— begin Task material —

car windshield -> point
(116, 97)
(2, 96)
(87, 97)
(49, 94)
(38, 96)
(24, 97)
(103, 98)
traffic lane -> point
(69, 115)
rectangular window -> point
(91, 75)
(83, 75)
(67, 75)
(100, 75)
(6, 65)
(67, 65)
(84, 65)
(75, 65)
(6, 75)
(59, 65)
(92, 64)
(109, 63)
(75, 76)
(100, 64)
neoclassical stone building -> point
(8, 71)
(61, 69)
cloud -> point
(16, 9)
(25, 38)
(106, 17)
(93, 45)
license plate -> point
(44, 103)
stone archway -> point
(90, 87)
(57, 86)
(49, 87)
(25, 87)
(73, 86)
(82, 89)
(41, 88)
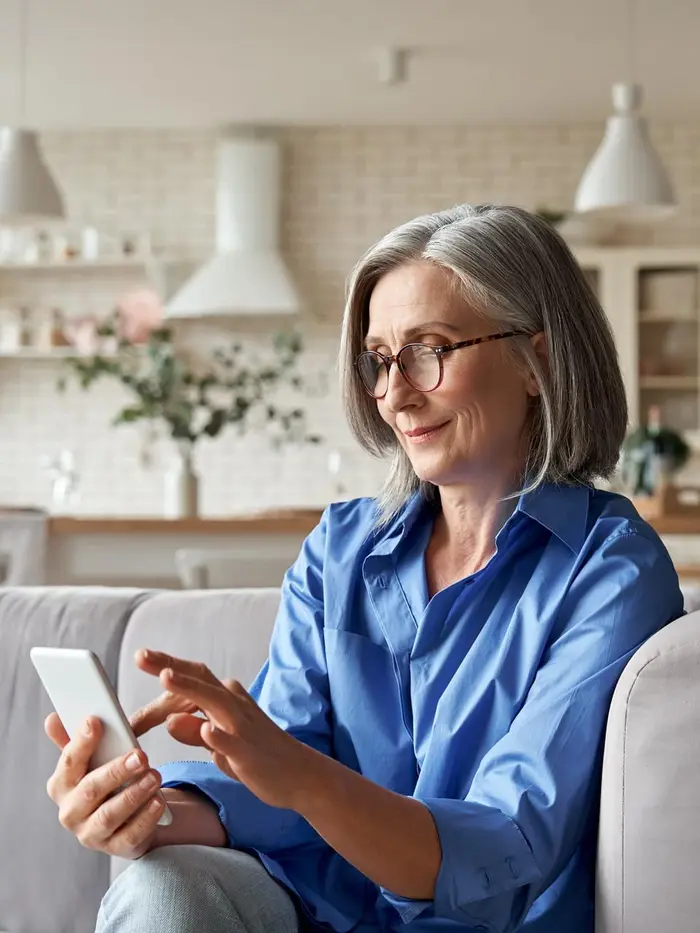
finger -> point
(74, 760)
(214, 699)
(223, 764)
(113, 814)
(186, 728)
(153, 662)
(157, 711)
(133, 835)
(99, 785)
(55, 730)
(219, 754)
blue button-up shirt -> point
(487, 703)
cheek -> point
(493, 396)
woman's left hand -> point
(244, 742)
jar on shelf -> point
(10, 330)
(26, 327)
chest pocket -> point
(369, 734)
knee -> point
(158, 883)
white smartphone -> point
(78, 687)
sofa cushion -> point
(229, 630)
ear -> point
(539, 345)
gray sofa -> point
(650, 802)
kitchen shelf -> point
(671, 383)
(81, 265)
(668, 319)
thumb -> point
(55, 730)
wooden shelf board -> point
(287, 521)
(667, 319)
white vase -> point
(181, 485)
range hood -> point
(247, 275)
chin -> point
(433, 469)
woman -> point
(424, 742)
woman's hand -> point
(244, 742)
(124, 824)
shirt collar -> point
(563, 510)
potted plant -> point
(191, 402)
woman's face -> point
(476, 416)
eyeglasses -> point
(420, 364)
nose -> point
(400, 394)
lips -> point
(424, 433)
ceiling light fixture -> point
(28, 193)
(626, 180)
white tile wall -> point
(343, 188)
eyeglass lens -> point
(420, 365)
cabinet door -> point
(668, 343)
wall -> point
(343, 189)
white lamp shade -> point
(28, 193)
(625, 179)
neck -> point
(470, 519)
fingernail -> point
(133, 762)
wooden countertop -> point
(283, 521)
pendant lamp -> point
(28, 193)
(626, 180)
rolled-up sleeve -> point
(534, 794)
(292, 688)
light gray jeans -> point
(196, 889)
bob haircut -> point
(518, 273)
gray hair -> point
(520, 275)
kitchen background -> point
(342, 188)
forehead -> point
(410, 294)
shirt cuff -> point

— end Task material —

■ **Goal of the exercise**: Retype the part of the data that opens with the line containing "light gray jeans -> point" and runs through the end of the data, keeping every line unchanged.

■ **Response**:
light gray jeans -> point
(196, 889)
bob haircut -> point
(518, 273)
gray hair -> point
(520, 275)
kitchen background -> point
(342, 188)
forehead -> point
(410, 294)
shirt cuff -> point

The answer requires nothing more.